After Years of Violence, Pakistan is Winning its Fight Against Terrorism

After years of terrorist violence, Pakistan is seemingly on its way to defeating its own domestic insurgency.

AP Photo/Shakil Adil

ON JANUARY 20, a group of men from the militant Islamist group Tehrik-e-Taliban Pakistan infiltrated the campus of Bacha Khan University in northwestern Pakistan. Armed with assault rifles and grenades, they managed to kill over 20 students and faculty before they were gunned down by local security forces.

The attack managed to shock a country that for years has endured terrorist outrages. That the killings occurred at a university, targeting innocent students and teachers, made them feel particularly heinous. But the attack was also remarkable because Pakistan, for more than a year, had appeared to be on the way to finally defeating its homegrown insurgency. And despite the horror of what happened at Bacha Khan, that still seems to be the case.

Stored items
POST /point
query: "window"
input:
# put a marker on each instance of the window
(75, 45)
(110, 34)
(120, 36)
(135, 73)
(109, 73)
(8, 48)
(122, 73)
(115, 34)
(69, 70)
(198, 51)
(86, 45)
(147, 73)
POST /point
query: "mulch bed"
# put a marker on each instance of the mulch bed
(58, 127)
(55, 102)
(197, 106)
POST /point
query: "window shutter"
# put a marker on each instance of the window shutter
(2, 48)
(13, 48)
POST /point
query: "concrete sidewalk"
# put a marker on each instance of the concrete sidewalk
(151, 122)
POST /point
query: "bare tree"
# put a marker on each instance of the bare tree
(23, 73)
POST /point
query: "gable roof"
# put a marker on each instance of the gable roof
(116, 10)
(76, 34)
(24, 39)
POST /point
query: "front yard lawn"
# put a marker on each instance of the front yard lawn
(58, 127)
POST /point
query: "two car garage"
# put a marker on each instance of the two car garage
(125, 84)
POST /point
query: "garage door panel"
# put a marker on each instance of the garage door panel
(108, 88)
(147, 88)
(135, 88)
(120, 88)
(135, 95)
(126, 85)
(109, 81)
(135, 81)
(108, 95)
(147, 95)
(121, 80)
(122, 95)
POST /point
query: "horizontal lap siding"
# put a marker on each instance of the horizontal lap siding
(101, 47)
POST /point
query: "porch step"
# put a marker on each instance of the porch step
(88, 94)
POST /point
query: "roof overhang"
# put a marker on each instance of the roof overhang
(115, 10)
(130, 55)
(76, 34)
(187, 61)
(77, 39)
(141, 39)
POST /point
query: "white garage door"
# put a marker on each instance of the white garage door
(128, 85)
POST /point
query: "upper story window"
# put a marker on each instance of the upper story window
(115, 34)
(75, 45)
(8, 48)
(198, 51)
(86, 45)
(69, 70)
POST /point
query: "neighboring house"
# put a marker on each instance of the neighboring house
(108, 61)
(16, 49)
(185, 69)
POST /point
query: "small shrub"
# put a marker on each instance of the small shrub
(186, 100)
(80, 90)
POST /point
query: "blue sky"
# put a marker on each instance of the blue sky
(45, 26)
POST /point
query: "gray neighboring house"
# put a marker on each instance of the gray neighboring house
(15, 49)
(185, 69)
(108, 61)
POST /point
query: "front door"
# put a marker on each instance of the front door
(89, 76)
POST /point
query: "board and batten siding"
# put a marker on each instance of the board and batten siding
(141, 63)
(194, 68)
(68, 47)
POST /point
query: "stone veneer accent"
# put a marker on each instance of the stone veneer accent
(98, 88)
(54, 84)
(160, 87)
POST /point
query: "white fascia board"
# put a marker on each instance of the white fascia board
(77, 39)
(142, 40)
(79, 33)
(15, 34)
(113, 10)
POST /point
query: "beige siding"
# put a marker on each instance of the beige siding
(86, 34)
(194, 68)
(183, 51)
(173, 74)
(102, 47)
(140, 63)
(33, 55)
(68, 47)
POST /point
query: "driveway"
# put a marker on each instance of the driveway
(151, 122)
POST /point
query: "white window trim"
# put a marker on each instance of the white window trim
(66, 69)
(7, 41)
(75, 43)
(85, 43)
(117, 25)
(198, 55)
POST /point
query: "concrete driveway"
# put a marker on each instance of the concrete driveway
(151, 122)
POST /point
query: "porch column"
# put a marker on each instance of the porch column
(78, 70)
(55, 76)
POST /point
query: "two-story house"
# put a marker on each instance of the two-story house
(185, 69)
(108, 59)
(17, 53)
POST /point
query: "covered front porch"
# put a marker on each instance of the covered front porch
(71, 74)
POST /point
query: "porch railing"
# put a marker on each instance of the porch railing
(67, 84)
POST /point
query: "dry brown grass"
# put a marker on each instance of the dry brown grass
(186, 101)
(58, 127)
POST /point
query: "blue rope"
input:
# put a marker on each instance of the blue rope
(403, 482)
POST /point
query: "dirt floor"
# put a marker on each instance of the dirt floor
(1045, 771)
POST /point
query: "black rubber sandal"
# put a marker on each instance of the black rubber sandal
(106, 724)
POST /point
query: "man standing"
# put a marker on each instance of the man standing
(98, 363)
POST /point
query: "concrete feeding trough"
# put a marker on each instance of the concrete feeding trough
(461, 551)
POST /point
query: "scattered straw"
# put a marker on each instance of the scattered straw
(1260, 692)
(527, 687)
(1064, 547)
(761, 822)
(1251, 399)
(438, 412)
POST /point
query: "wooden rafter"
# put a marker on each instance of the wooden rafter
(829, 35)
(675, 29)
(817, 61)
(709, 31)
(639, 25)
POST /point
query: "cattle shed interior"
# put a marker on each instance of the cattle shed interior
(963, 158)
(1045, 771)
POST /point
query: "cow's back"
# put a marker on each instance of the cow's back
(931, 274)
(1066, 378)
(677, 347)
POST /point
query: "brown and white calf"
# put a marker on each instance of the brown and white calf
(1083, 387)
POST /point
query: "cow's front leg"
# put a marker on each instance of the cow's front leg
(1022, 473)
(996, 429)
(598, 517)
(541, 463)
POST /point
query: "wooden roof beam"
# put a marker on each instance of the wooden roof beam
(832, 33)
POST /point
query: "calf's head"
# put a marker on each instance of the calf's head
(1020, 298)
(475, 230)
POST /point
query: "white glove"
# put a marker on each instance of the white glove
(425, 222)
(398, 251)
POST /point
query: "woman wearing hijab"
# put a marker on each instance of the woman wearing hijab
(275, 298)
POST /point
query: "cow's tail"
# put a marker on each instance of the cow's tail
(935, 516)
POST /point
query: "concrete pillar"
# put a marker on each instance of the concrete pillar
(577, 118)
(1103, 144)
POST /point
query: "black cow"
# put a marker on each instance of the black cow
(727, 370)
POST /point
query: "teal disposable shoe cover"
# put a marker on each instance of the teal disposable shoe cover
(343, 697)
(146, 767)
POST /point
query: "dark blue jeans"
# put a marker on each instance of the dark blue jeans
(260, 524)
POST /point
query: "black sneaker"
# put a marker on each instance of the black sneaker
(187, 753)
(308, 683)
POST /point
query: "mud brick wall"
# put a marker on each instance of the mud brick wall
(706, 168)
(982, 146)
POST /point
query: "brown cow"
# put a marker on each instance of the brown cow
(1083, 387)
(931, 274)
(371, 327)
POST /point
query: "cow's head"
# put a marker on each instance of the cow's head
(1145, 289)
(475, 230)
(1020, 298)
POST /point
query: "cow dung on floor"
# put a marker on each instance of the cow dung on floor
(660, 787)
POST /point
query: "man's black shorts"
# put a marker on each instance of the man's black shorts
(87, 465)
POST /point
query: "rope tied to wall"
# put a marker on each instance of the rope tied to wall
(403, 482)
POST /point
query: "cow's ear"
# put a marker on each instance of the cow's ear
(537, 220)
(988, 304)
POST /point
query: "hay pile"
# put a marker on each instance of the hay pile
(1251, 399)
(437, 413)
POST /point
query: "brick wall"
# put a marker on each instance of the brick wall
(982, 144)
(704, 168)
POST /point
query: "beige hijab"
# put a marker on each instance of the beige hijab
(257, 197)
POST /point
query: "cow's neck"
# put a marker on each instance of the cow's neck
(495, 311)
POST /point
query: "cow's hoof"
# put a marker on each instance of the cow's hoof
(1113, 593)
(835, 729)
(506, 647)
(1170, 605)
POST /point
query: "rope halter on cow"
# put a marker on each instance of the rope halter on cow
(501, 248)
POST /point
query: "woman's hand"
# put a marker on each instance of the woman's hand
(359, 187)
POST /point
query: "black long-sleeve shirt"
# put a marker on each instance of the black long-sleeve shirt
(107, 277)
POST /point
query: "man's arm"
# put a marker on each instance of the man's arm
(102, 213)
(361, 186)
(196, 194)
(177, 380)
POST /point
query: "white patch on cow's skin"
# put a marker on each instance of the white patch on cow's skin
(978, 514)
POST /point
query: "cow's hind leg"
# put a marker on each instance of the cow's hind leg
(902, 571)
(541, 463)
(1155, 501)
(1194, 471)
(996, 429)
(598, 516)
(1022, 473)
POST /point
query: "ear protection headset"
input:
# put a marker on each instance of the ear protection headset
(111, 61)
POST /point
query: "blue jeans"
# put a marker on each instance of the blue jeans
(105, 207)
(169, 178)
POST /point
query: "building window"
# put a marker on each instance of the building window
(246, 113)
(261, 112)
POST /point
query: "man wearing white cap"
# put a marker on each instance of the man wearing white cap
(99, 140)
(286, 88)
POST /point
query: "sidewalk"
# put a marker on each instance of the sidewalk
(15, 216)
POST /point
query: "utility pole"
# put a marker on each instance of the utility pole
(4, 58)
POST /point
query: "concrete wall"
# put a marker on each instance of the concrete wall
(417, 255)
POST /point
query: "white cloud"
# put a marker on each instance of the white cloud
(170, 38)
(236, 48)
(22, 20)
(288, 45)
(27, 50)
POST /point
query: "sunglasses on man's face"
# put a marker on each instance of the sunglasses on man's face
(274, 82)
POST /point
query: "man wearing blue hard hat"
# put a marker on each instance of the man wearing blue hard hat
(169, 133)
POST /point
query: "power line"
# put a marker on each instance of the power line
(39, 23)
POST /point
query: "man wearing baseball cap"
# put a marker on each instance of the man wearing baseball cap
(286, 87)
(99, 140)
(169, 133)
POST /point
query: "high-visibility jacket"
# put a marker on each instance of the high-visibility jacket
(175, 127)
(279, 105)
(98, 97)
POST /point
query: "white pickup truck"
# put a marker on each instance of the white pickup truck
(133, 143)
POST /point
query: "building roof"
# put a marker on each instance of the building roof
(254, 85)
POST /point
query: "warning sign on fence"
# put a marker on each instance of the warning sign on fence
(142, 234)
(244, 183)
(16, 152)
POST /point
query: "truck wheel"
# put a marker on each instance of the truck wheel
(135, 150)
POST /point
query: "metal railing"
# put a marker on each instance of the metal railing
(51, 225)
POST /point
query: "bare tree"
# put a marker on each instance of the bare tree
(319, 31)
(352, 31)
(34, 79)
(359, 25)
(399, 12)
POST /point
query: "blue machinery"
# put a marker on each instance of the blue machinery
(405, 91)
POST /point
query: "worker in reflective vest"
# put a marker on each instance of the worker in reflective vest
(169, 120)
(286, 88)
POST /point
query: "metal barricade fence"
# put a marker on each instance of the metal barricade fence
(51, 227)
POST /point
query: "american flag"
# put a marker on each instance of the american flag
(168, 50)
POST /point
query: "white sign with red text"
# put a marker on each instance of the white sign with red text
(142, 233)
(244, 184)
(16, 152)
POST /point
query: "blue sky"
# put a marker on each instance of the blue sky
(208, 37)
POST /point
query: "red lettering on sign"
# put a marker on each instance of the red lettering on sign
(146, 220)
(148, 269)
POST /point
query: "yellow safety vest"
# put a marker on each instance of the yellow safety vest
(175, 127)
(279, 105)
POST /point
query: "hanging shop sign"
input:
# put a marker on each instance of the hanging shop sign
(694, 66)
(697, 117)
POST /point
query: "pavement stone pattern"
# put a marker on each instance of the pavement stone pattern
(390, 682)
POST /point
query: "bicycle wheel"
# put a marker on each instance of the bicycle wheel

* TO-DO LIST:
a) Answer these questions using the article on Pakistan's fight against terrorism:
(i) Which militant group did the men who entered the Bacha Khan University campus belong to?
(ii) What were the attackers armed with?
(iii) For how long had Pakistan appeared to be on the way to defeating its homegrown insurgency?
b) Write out the stretch of the article on Pakistan's fight against terrorism from "After Years of Violence, Pakistan" through "local security forces.", word for word.

* EXERCISE RESULTS:
a)
(i) Tehrik-e-Taliban Pakistan
(ii) Assault rifles and grenades
(iii) More than a year

b)
After Years of Violence, Pakistan is Winning its Fight Against Terrorism

After years of terrorist violence, Pakistan is seemingly on its way to defeating its own domestic insurgency.

AP Photo/Shakil Adil

ON JANUARY 20, a group of men from the militant Islamist group Tehrik-e-Taliban Pakistan infiltrated the campus of Bacha Khan University in northwestern Pakistan. Armed with assault rifles and grenades, they managed to kill over 20 students and faculty before they were gunned down by local security forces.